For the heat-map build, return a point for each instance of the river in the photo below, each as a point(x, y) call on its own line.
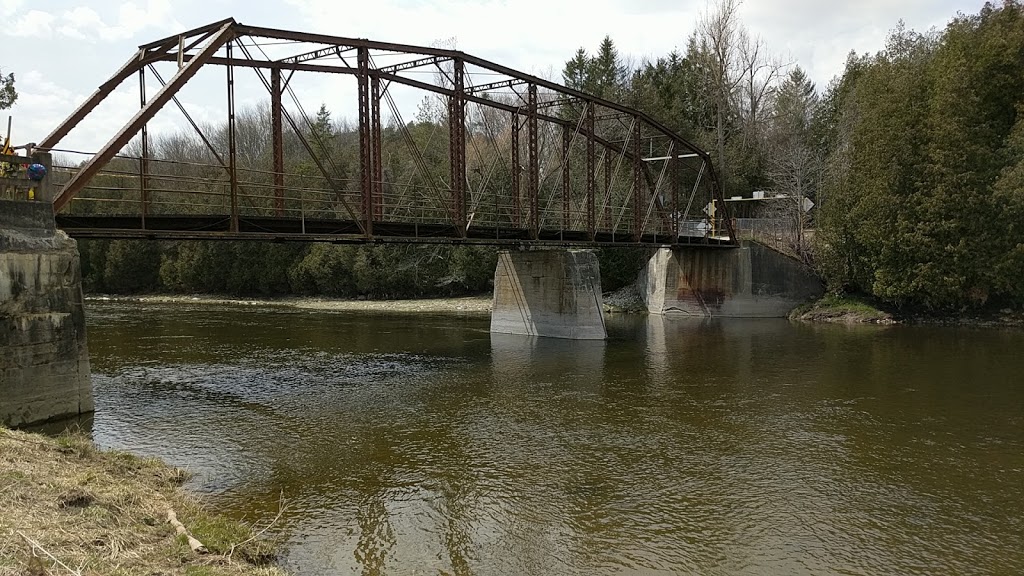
point(419, 444)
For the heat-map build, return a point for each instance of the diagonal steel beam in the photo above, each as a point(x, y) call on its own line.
point(90, 168)
point(131, 67)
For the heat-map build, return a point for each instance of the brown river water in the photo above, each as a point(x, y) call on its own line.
point(420, 444)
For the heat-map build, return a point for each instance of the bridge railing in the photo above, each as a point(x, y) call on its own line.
point(17, 181)
point(130, 188)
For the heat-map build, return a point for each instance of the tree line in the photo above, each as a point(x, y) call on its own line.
point(914, 155)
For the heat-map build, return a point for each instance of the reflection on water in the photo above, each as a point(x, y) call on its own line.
point(409, 444)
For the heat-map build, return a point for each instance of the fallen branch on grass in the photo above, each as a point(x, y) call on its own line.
point(195, 544)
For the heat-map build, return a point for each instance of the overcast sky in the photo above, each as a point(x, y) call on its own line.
point(60, 50)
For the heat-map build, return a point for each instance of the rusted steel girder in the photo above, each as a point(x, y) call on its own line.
point(278, 142)
point(516, 172)
point(534, 166)
point(457, 146)
point(637, 181)
point(591, 174)
point(143, 162)
point(375, 145)
point(186, 50)
point(184, 74)
point(232, 164)
point(366, 144)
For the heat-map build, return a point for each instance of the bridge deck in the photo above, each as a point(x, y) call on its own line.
point(283, 229)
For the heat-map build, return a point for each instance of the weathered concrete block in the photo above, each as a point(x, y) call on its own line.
point(44, 359)
point(752, 281)
point(554, 293)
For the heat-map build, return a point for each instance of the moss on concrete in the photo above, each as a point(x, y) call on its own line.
point(842, 310)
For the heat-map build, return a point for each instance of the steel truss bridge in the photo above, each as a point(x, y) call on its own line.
point(503, 158)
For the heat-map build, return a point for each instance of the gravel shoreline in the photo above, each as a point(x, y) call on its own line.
point(478, 304)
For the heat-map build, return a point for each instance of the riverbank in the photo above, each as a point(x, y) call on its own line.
point(467, 304)
point(67, 507)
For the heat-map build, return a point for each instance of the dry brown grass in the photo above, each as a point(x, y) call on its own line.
point(67, 507)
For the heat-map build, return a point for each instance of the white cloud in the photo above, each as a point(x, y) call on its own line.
point(9, 7)
point(86, 40)
point(34, 24)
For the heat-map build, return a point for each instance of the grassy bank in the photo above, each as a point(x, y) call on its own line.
point(842, 310)
point(67, 507)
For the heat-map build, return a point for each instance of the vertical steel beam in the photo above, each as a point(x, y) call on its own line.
point(607, 191)
point(375, 141)
point(143, 161)
point(566, 177)
point(278, 141)
point(516, 170)
point(457, 145)
point(677, 180)
point(231, 145)
point(107, 88)
point(123, 136)
point(591, 173)
point(534, 163)
point(638, 182)
point(366, 141)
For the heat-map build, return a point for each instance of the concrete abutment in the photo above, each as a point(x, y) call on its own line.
point(752, 281)
point(44, 360)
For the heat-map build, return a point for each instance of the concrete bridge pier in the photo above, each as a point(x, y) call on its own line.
point(44, 361)
point(752, 281)
point(553, 293)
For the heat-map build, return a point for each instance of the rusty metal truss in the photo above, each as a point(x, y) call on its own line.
point(525, 161)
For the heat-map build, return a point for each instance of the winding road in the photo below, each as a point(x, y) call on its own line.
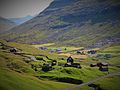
point(90, 82)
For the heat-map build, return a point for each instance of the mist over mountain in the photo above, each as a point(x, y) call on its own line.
point(6, 24)
point(92, 23)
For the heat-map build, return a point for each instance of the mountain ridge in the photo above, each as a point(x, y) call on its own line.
point(73, 23)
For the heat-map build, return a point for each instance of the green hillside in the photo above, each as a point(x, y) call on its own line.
point(16, 72)
point(87, 23)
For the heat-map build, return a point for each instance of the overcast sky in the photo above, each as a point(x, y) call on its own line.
point(20, 8)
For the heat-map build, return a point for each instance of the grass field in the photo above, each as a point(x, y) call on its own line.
point(14, 68)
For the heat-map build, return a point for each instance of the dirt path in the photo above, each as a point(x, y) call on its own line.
point(90, 82)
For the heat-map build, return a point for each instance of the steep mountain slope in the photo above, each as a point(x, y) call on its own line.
point(5, 25)
point(72, 22)
point(21, 20)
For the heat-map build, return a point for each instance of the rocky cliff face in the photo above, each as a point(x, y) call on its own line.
point(5, 24)
point(73, 22)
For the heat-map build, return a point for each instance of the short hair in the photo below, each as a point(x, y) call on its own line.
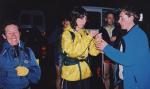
point(77, 12)
point(10, 23)
point(109, 12)
point(131, 11)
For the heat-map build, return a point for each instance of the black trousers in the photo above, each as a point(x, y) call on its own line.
point(81, 84)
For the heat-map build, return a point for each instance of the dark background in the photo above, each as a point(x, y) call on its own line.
point(54, 11)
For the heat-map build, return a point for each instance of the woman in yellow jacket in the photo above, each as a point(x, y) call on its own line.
point(77, 44)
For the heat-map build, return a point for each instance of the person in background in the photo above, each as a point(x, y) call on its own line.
point(18, 66)
point(77, 43)
point(135, 56)
point(58, 58)
point(111, 34)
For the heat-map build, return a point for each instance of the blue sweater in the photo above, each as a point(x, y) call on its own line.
point(135, 59)
point(8, 64)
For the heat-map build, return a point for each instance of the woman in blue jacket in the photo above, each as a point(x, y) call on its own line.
point(18, 66)
point(136, 56)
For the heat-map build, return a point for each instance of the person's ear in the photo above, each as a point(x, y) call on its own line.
point(4, 36)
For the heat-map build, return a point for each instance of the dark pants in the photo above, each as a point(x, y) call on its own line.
point(81, 84)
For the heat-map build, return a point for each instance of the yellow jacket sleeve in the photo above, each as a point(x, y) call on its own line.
point(77, 47)
point(92, 49)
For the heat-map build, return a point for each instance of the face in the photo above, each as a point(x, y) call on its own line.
point(66, 23)
point(12, 34)
point(110, 19)
point(124, 20)
point(81, 22)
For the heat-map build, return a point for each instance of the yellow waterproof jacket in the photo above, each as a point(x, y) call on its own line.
point(77, 48)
-=-=-
• **Work to be completed**
Can you echo the lines of the records above verbatim, starting at the line that contains "of the dirt" and ending at the line that contains "point(73, 22)", both included?

• **Problem solution**
For the heat-map build, return a point for each instance of the dirt path in the photo above, each as a point(x, y) call on its own line.
point(90, 82)
For the heat-map build, return a point for each instance of the steep mountain slope in the photo above, each as a point(x, y) call on its own line.
point(5, 25)
point(72, 22)
point(21, 20)
For the heat-map build, return a point for each instance of the rocky cliff face in the photo above, each as a point(x, y) call on its own line.
point(5, 24)
point(73, 22)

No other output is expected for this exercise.